DIRECTIONS → Could you extract every line of the entries below and reproduce each one word for word, changing nothing?

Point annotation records
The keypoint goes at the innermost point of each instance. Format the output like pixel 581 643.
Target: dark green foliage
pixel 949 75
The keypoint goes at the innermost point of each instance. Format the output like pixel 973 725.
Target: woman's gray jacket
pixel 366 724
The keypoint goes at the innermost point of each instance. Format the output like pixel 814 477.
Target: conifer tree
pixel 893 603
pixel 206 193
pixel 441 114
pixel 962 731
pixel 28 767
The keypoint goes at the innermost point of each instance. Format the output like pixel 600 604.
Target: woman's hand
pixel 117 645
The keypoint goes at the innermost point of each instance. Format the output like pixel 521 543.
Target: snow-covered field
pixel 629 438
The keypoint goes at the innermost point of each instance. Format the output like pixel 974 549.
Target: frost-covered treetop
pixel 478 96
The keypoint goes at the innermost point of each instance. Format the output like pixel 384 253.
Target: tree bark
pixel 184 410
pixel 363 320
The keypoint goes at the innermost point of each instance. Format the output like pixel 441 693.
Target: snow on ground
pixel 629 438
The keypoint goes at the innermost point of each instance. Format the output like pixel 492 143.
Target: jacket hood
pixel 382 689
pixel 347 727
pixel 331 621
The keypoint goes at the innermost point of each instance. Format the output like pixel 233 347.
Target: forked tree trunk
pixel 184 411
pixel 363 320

SOLUTION TO THIS EXERCISE →
The keypoint goes at the innermost point of each instance. Format the output like pixel 581 643.
Target: dark green foliage
pixel 949 75
The keypoint goes at the innermost point of each instance. Format the output like pixel 973 725.
Target: woman's gray jacket
pixel 366 724
The keypoint goes at the innermost point of each instance. Format the output like pixel 814 477.
Target: conifer tree
pixel 893 603
pixel 206 193
pixel 441 114
pixel 962 731
pixel 28 767
The keypoint goes at the innermost point of each instance. Format the output like pixel 600 604.
Target: woman's hand
pixel 117 645
The keypoint goes at the innermost point of each instance. Format the output like pixel 521 543.
Target: snow-covered field
pixel 629 438
The keypoint goes at the innermost point of each instance. Format the output like pixel 974 549.
Target: frost-covered treetop
pixel 478 96
The keypoint goes at the innermost point of each instance. Format the output like pixel 384 253.
Target: tree bark
pixel 184 410
pixel 363 320
The keypoint goes at the innermost point of each instance. Format the output like pixel 441 693.
Target: snow on ground
pixel 629 438
The keypoint goes at the innermost point of each instance. Format the output like pixel 492 143.
Target: jacket hood
pixel 382 689
pixel 347 727
pixel 331 621
The keypoint goes at the innermost point of each instance. Format the output like pixel 233 347.
Target: forked tree trunk
pixel 184 411
pixel 363 320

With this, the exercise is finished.